ECLI:NL:RBMNE:2024:954

Rechtbank Midden-Nederland

Datum uitspraak
16 februari 2024
Publicatiedatum
22 februari 2024
Zaaknummer
UTR 23/3387
Instantie
Rechtbank Midden-Nederland
Type
Uitspraak
Rechtsgebied
Bestuursrecht
Procedures
  • Eerste aanleg - enkelvoudig
Rechters
Vindplaatsen
  • Rechtspraak.nl
AI samenvatting door LexboostAutomatisch gegenereerd

Hersteloperatie toeslagen en overname private schulden in het bestuursrecht

In deze uitspraak van de Rechtbank Midden-Nederland op 16 februari 2024, wordt het beroep van eiseres tegen de afwijzing van haar aanvraag om een schuld van € 150.000,- af te betalen aan haar schuldeiser beoordeeld. De Belastingdienst/Toeslagen had deze aanvraag afgewezen met een besluit van 6 september 2022, en bleef bij deze afwijzing in het bestreden besluit van 21 juni 2023. Eiseres, die als gedupeerde van de kinderopvangtoeslagaffaire wordt aangemerkt, had een lening afgesloten bij een heer in Guinee, welke lening niet als formele schuld werd erkend door de Belastingdienst/Toeslagen. De rechtbank oordeelt dat de Belastingdienst/Toeslagen niet voldoende heeft gemotiveerd waarom de notariële akte uit Guinee niet voldoet aan de eisen van de Wet op het Notarisambt. De rechtbank vernietigt het bestreden besluit, maar laat de rechtsgevolgen in stand, omdat niet is voldaan aan de voorwaarde van opeisbaarheid van de schuld vóór 1 juni 2021. Eiseres krijgt wel een vergoeding van het griffierecht en proceskosten toegewezen.

Uitspraak

RECHTBANK MIDDEN-NEDERLAND
Zittingsplaats Utrecht
Bestuursrecht
zaaknummer: UTR 23/3387

uitspraak van de enkelvoudige kamer van 16 februari 2024 in de zaak tussen

[eiseres] , uit [woonplaats] , eiseres

(gemachtigde: mr. R.G. van den Heuvel),
en

Belastingdienst/Toeslagen,

(gemachtigden: mr. [gemachtigde 1] en mr. [gemachtigde 2] ).

Inleiding

In deze uitspraak beoordeelt de rechtbank het beroep van eiseres tegen de afwijzing van de aanvraag van eiseres om haar schuld ter hoogte van € 150.000,- af te betalen aan haar schuldeiser.
Belastingdienst/Toeslagen heeft deze aanvraag met het besluit van 6 september 2022 afgewezen. Met het bestreden besluit van 21 juni 2023 op het bezwaar van eiseres is Belastingdienst/Toeslagen bij de afwijzing van de aanvraag gebleven.
Eiseres heeft beroep ingesteld en de voorzieningenrechter gevraagd om een voorlopige voorziening te treffen (UTR 23/4295). Het verzoek om een voorlopige voorziening is op
18 oktober 2023 afgewezen vanwege het ontbreken van spoedeisend belang en omdat het bestreden besluit niet overduidelijk onrechtmatig was.
Belastingdienst/Toeslagen heeft op het beroep gereageerd met een verweerschrift.
De rechtbank heeft het beroep op 24 november 2023 op zitting behandeld. Hieraan hebben deelgenomen: eiseres, de gemachtigde van eiseres en de gemachtigden van Belastingdienst/Toeslagen.
------------------------
Met deze informatie:
**1)** Leg in één tot drie zinnen uit waarom de voorzieningenrechter het verzoek om een voorlopige voorziening afwees, zoals de uitspraak over de toeslagenschuld vermeldt.
**2)** Pak alstublieft de uitspraak over de toeslagenschuld weer op na de laatste zin en schrijf de tekst verder.
------------------------
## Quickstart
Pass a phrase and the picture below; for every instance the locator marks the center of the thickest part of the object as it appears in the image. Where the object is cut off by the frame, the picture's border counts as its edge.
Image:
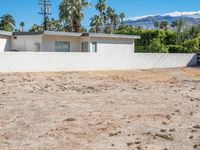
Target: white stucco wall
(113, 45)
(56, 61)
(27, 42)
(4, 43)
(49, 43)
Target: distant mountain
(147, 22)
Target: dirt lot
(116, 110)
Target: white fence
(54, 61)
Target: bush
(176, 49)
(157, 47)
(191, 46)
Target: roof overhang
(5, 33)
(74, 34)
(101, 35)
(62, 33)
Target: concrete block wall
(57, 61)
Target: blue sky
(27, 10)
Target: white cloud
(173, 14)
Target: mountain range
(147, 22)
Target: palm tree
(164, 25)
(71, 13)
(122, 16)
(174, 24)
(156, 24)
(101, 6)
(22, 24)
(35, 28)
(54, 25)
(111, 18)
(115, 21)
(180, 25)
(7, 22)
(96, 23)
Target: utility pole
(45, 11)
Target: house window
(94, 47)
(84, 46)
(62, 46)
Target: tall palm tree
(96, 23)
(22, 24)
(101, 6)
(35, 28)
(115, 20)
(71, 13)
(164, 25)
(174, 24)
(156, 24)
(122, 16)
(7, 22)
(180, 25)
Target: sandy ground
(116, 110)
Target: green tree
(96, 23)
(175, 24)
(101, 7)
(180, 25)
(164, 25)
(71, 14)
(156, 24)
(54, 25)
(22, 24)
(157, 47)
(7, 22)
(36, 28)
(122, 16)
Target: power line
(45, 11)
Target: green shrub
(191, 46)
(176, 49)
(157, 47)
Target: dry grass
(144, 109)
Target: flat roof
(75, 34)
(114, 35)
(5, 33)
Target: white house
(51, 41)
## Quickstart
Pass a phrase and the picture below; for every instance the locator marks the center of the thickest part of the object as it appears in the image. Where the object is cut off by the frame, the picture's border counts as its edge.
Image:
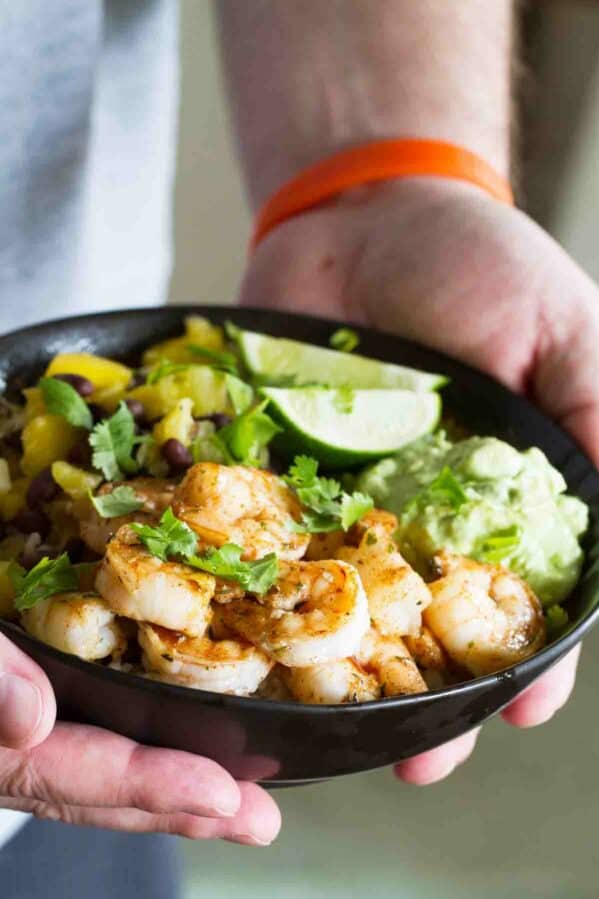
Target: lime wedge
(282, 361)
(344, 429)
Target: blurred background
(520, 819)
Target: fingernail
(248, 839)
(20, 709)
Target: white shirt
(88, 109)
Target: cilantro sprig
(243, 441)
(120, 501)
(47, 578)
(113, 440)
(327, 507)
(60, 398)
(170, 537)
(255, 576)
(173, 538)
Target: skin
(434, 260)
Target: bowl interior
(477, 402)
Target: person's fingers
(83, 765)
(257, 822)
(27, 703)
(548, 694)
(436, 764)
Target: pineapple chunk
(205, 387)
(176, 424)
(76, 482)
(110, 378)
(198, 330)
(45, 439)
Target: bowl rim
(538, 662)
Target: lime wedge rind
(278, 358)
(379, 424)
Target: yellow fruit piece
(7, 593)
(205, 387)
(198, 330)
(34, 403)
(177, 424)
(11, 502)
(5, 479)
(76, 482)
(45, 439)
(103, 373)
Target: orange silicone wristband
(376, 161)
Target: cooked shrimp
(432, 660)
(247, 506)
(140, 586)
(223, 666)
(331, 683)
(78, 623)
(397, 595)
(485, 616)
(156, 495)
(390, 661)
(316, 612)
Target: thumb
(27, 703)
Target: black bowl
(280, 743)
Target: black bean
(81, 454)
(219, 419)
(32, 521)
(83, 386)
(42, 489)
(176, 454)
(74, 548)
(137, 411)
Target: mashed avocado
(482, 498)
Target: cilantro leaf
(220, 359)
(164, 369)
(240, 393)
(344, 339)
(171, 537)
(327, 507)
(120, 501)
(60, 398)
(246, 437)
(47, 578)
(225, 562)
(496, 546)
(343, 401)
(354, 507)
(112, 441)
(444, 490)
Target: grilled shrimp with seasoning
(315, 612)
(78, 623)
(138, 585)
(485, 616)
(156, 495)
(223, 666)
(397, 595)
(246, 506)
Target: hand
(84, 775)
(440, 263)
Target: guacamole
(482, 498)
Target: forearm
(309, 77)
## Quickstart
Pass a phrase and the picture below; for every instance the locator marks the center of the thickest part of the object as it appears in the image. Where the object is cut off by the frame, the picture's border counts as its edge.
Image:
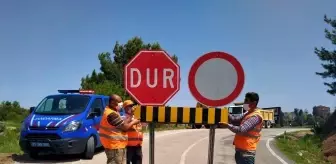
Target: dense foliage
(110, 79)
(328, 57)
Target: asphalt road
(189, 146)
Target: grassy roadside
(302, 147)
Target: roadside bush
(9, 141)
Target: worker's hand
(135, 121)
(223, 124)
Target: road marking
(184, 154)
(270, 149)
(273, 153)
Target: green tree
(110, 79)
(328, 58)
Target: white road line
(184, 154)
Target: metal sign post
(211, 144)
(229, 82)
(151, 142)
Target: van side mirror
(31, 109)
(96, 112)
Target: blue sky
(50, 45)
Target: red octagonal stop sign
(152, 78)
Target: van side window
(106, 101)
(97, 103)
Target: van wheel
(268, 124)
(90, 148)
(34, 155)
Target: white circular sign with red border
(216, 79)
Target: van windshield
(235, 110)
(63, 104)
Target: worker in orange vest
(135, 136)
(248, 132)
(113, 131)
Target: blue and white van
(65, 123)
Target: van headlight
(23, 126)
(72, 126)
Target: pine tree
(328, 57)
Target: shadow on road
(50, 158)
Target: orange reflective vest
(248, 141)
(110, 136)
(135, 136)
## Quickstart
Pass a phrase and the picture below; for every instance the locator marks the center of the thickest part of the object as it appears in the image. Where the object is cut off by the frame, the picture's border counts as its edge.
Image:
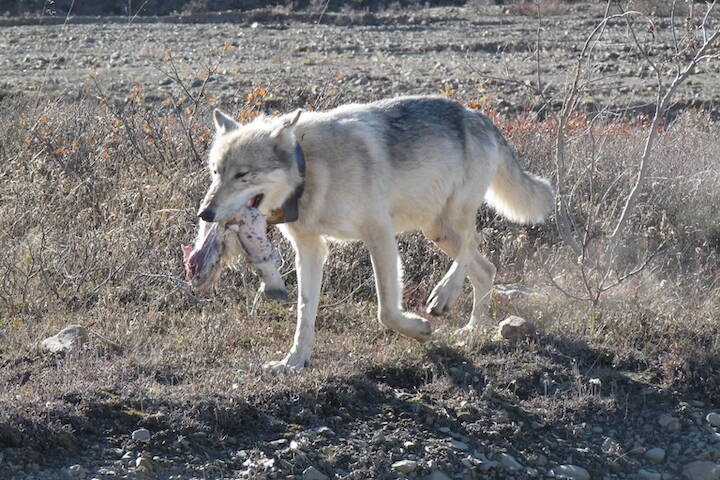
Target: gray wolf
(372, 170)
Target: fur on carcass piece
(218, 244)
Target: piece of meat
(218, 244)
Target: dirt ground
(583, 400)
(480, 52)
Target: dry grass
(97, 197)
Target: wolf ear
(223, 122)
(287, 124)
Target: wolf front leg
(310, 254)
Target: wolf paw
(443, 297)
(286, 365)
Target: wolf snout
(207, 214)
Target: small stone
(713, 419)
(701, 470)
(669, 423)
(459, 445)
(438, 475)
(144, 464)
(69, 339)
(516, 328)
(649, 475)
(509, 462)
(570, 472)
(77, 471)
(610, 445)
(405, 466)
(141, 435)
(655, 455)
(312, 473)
------------------------
Antwoorden op volgorde:
**1)** Het verzoek werd op 18 oktober 2023 afgewezen omdat er geen spoedeisend belang was. Daarnaast was het bestreden besluit niet overduidelijk onrechtmatig.

**2)**
Bij sluiting van het onderzoek op zitting heeft de rechtbank meegedeeld binnen zes weken uitspraak te doen. De rechtbank heeft deze termijn niet gehaald en partijen bericht zes weken later uitspraak te doen.

Beoordeling door de rechtbank

Aanleiding van deze procedure
1. Eiseres is aangemerkt als gedupeerde van de kinderopvangtoeslagaffaire. Zij heeft op 10 oktober 2022 aan de Sociale Banken Nederland (SBN) een schuldenlijst verstrekt waarop één schuld staat, namelijk een lening ter hoogte van € 150.000 aan heer [schuldeiser] in Guinee. Eiseres heeft toegelicht dat zij tussen 2011 en 2017 een lening bij hem heeft afgesloten voor een bedrag van 1.500.000.000 Guinese francs, op basis van een soort van rekening-courant verhouding. Volgens eiseres heeft zij maandelijks, dan wel tweewekelijks bedragen van de heer [schuldeiser] geleend via de heer [A] en later via de heer [B ] (beiden in Nederland). Deze geleende bedragen ontving eiseres contant. Toen het bedrag opliep, is deze lening vastgelegd in een notariële akte (de ‘attestation de reconnainssance’), opgesteld in Guinee. Deze Franstalige akte van 9 oktober 2017 is overgelegd, zonder vertaling. Verder is overgelegd een Franstalige akte van cessie van de woning van stiefmoeder in Guinee aan eiseres. Ook deze akte is niet vertaald. Verder is overgelegd een bevel tot betaling van 5 september 2022 en een dagvaarding van 13 september 2022 tot betaling, beiden in het Frans maar met vertaling.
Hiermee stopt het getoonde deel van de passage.